Records from a data collection:
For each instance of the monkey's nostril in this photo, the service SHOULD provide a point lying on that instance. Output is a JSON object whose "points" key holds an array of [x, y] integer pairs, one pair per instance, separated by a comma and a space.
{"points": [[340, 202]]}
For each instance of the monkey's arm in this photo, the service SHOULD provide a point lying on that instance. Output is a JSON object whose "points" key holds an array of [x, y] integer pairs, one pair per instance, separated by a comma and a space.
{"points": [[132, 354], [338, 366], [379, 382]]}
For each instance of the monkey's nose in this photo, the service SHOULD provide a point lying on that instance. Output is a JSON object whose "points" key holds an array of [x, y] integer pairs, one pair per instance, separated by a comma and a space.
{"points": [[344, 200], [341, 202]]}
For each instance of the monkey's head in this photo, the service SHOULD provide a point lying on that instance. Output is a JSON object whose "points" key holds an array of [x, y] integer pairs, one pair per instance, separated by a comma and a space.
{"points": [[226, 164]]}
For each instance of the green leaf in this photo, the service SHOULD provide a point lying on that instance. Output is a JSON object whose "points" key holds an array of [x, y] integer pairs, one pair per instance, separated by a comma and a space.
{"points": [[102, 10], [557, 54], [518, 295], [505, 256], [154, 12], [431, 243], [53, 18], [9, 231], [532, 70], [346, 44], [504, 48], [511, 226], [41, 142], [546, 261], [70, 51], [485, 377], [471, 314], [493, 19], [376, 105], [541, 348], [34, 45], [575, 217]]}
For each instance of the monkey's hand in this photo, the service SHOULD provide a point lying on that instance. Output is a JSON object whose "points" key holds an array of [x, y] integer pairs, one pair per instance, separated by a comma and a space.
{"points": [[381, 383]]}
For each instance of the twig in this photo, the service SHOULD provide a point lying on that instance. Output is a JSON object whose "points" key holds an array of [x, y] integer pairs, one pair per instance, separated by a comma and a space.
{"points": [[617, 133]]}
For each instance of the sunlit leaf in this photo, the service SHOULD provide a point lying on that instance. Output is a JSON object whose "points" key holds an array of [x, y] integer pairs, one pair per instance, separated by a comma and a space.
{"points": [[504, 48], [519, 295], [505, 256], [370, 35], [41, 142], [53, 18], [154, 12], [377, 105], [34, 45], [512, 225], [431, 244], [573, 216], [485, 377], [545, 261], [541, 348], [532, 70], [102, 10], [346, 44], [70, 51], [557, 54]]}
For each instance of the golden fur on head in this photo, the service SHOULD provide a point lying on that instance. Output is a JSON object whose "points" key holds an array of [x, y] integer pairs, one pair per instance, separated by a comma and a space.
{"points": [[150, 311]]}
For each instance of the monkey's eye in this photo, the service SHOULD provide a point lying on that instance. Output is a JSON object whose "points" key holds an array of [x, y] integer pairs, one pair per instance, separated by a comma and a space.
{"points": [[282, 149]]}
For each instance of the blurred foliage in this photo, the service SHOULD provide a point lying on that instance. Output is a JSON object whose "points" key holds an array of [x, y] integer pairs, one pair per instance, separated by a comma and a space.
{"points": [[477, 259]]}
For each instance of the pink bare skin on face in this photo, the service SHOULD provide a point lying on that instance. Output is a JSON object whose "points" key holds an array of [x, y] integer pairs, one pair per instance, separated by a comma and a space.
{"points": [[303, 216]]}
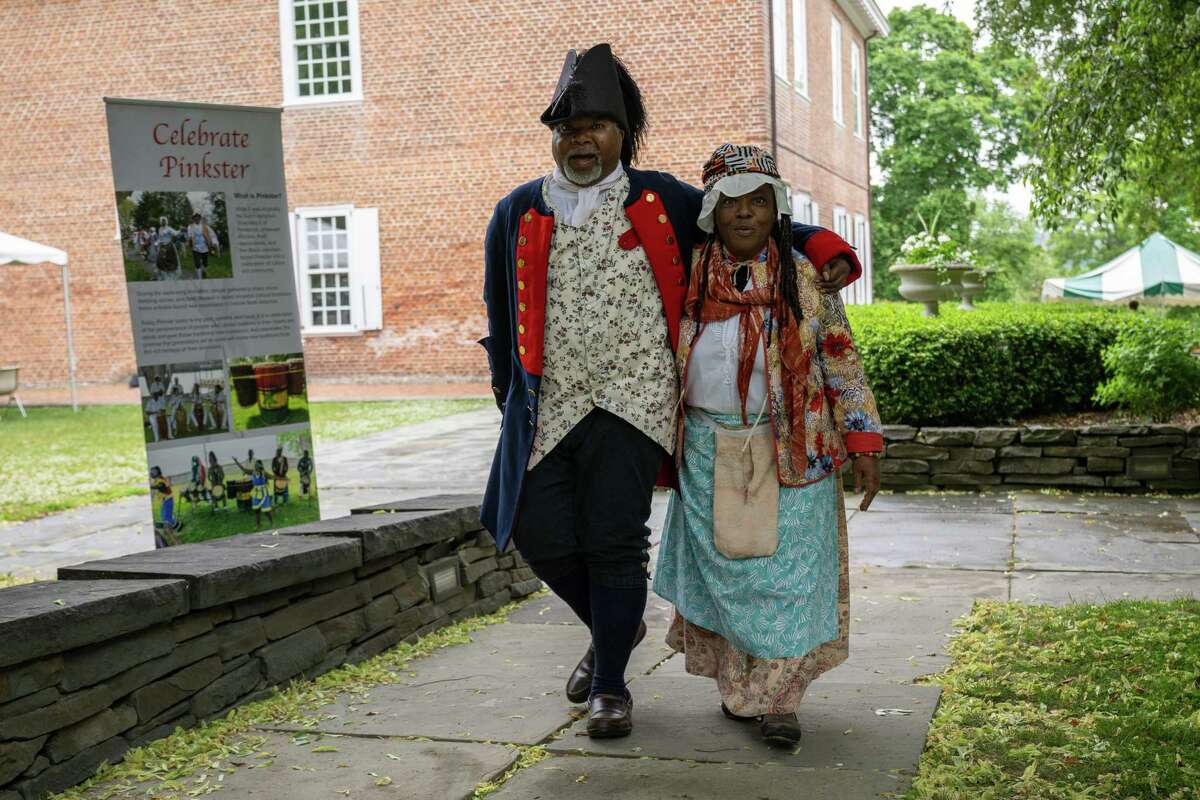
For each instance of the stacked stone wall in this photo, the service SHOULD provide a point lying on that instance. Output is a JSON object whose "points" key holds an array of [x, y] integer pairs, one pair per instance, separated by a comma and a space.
{"points": [[1111, 457], [120, 653]]}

*Task requirements*:
Wherever a picture appears in the data, please drop it and retype the rest exactly.

*Task answer*:
For each instance of the monkey's nostril in this photo, the service SHOULD provide a point lying on that instance. Output is a JSON object whose "points" key holds an array of [x, y] integer pairs, one pair per instance, separated by a comma and a space.
{"points": [[340, 202]]}
For each instance of the monkey's arm in this photo, the service SHOULD provide a point lying on that instance. Output is a JSON object whose "points" key holds an array of [x, y] integer pairs, one pair per instance, separated by a comma and a space.
{"points": [[132, 354], [338, 366], [379, 382]]}
For each instance of the monkey's nose in this photo, the service SHOULD provide a point lying on that instance. Output is a JSON object whose "points" key holds an array of [x, y] integer pairs, one pair per instance, separated by a comma and a space.
{"points": [[344, 200], [341, 202]]}
For each instance of the monkey's head in this photo, the service SHOULD provide a point lying on that instance. Output is a JSON object whose "points" key holds an array of [x, y] integer pairs, one pair per instance, separated by a comma and a space.
{"points": [[226, 164]]}
For each instance of the green leaf in this photo, the service SHOULD provide a point lying on that instance. Output is a JSON object whose "points" key holds an array of [x, y] integer pairs, one pair per instance, separated by a comma and a space.
{"points": [[102, 10], [557, 54], [518, 295], [505, 256], [154, 12], [431, 243], [53, 18], [9, 231], [532, 70], [346, 44], [504, 48], [511, 226], [41, 142], [546, 261], [70, 51], [485, 377], [471, 314], [493, 19], [376, 105], [541, 348], [34, 45], [575, 217]]}
For each instance of the monkey's hand in this photo, the service SHOULD provide a point lying on that instance. Output is a JSON object whose "points" key holds an array of [x, y] integer pairs, one pair per instance, separated by a comma and a space.
{"points": [[381, 383]]}
For each instance of the twig in this photo, the service SHOULD provide a point lying on that instance. Output is a JSON object whose "points" key holds an array of [x, y] integer pairs, one pair per instance, separated by a comma and a space.
{"points": [[617, 133]]}
For each instance of the sunlit leaf in this photo, the service SHOULD provide a point lying on that instance. Output is a JSON object whose "points" key holds an array of [x, y] integer pairs, one pair per instance, separated by a comma and a space.
{"points": [[504, 48], [519, 295], [505, 256], [370, 35], [41, 142], [53, 18], [154, 12], [377, 105], [34, 45], [512, 225], [431, 244], [573, 216], [485, 377], [545, 261], [541, 348], [532, 70], [102, 10], [346, 44], [70, 51], [557, 54]]}
For each instance of the golden fur on head in this photo, the service SHOULD provide a point lying on that instance. Output is a JSON object whose "points" key holds an array of [x, y] integer pairs, one pair per instance, separated by a comma and a space.
{"points": [[150, 311]]}
For each instance of the monkey's eye in this photo, the service SHOULD provide a point lying on that instance. Output is a JSON object whose "points" key holds an array of [x, y] integer pairs, one pair per instance, separated by a comma and a space.
{"points": [[282, 149]]}
For each instance of the blurred foliage in this photo, the service SHOULD provide a point lying on that instance. Output is a JSON object whose "points" key holds an array of [x, y] integer pairs, one pair per instance, separated by a comma and a space.
{"points": [[477, 259]]}
For each instance of the pink bare skin on face in this photo, the service SHOULD provide a point lying on that instance. Output is a JSON object whose "points" key holds an array of [x, y] integer pairs, one pair per instance, separated by a comma and a space.
{"points": [[303, 216]]}
For each instance of the stacked stone wall in this photo, the service SHOULD provide a point lying on that instance. Output is a JSON object whose "points" key holds an array of [x, y] integer pairs, one pair per instance, separated by a comma and a space.
{"points": [[1111, 457], [120, 653]]}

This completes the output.